Exercise description: Your task is to output the listing word for word, with pictures excluded.

Source data:
##############################
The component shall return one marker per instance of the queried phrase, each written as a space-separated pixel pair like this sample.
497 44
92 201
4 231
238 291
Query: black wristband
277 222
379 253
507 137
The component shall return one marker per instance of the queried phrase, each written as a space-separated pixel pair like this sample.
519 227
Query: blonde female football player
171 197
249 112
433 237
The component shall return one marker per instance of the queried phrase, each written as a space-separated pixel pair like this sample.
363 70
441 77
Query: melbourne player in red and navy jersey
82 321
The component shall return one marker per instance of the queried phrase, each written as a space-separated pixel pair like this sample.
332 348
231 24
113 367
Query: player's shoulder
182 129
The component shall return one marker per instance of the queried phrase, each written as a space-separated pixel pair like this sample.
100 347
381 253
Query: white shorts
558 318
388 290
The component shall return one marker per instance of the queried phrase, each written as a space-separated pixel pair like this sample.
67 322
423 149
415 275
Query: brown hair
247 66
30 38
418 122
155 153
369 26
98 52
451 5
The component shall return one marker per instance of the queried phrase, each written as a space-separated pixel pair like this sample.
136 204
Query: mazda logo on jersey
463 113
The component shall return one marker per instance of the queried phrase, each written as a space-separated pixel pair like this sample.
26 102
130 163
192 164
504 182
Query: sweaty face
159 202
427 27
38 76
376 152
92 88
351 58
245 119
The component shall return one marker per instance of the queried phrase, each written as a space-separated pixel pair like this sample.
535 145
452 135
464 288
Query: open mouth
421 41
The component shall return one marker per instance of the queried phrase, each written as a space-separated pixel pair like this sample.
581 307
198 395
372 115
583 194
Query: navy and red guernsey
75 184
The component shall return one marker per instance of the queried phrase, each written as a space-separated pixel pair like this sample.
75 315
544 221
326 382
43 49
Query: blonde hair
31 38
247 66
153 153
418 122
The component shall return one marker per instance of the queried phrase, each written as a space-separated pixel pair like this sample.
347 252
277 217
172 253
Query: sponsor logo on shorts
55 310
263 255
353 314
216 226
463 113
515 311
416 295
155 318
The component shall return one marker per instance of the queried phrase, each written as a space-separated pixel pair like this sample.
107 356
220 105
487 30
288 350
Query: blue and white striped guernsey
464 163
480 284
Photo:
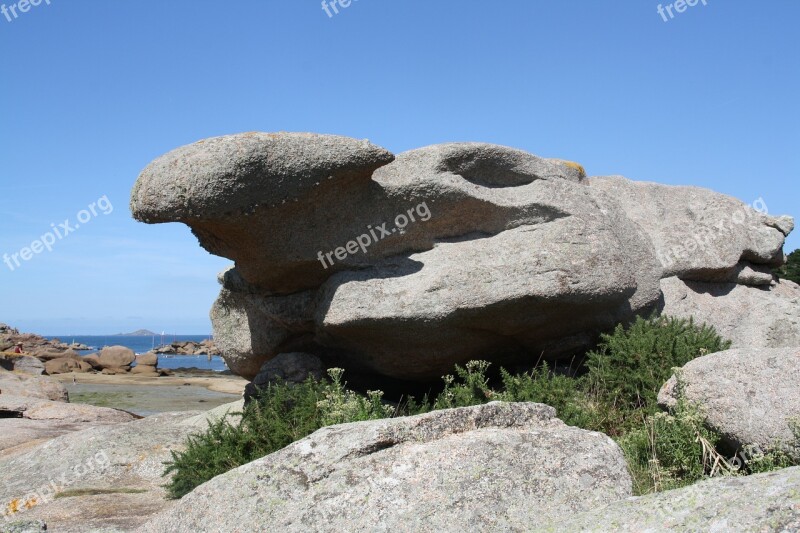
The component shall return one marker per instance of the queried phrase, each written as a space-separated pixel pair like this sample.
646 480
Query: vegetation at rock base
791 270
615 393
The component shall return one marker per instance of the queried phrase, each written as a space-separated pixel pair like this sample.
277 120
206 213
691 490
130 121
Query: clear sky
91 92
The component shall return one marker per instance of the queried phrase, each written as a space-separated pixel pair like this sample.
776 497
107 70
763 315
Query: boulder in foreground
##############################
Finished exercise:
The component shall return one marker per instance of the queried phrase, each written as a space-separated pixel pair like this sample.
497 44
92 201
4 231
238 291
Query: black wristband
277 222
379 253
507 137
The component shall return one marker per instance of the queried phrase, each written as a space-separated pixel pair like this sample.
519 227
Query: blonde female football player
171 197
249 112
433 237
The component shall return one marker per instance of the queried phrase, each written as a space-separated pixel pair like this sample.
363 70
441 77
Query: melbourne player in red and navy jersey
82 321
The component shall return one marker per instance of the queried phrase, each written as a space-separated pixel pair like this sample.
332 348
231 24
113 367
Query: player's shoulder
182 129
The component shall return one marker per instance of the queried phrase, each written as a space-separated pixel pair like this sample.
100 347
381 253
Query: white shorts
558 318
388 290
The component shall return one marker per instance of the queried phrase, each written as a space-separated pixel pair like this sample.
67 322
423 149
415 275
Query: brown hair
247 66
30 38
418 122
155 153
369 26
98 52
451 5
The component shall return one marker per instance of the queried phrase, each written as a space-separated pixel pair like this sample.
136 204
Query: mazda logo on jersey
463 113
The component shall return one marker per instance of the queried phrase, each written as a space-separated pixel pair like this sample.
26 102
130 163
192 164
504 182
Query: sweaty face
159 202
427 27
38 76
376 152
92 88
351 58
245 119
The component shall return one marker per instance of the queried phrase, each written as a space-separated pixel pair like this sample.
535 145
452 135
464 288
Query: open mouth
421 41
The component shall return one marker per instance of the queried phrase, each written as a space-separated pixel pair like this sample.
581 307
198 395
372 115
583 194
Query: navy and red guernsey
75 184
The component shall return one marker per instance of the queried phrase, each written as a space-separated pixel pair like this sample.
75 315
544 221
326 382
43 49
Query: blonde hair
31 38
247 66
153 153
418 122
The component shall return one marker per instance of the queried phrase, each written as a space-separated pixel pair like this sample.
347 252
277 217
172 253
Query: sponsor logo on shorts
55 310
263 255
353 314
216 226
463 113
515 311
416 295
155 318
The component shall return one marker per instance of the queried phrase, each written as a space-separated pixel pair like this sample.
107 356
220 105
487 30
288 350
Query: blue and white striped guernsey
464 163
480 284
Photo:
The component shall return one marker per instance of the queried phrase, each written as a space-separated pixel pair like this sample.
646 480
Query: vegetation at rock base
791 270
615 393
The component shall return one marker per instance of the queried phrase, each written as a space-separated pixel pair like this sample.
277 120
206 213
691 490
130 121
Query: clear sky
91 92
The component shall return one marker per instance of the queried phrase, each written as a space-separated pixel pair like this sample.
776 497
107 70
763 315
Query: boulder in foreground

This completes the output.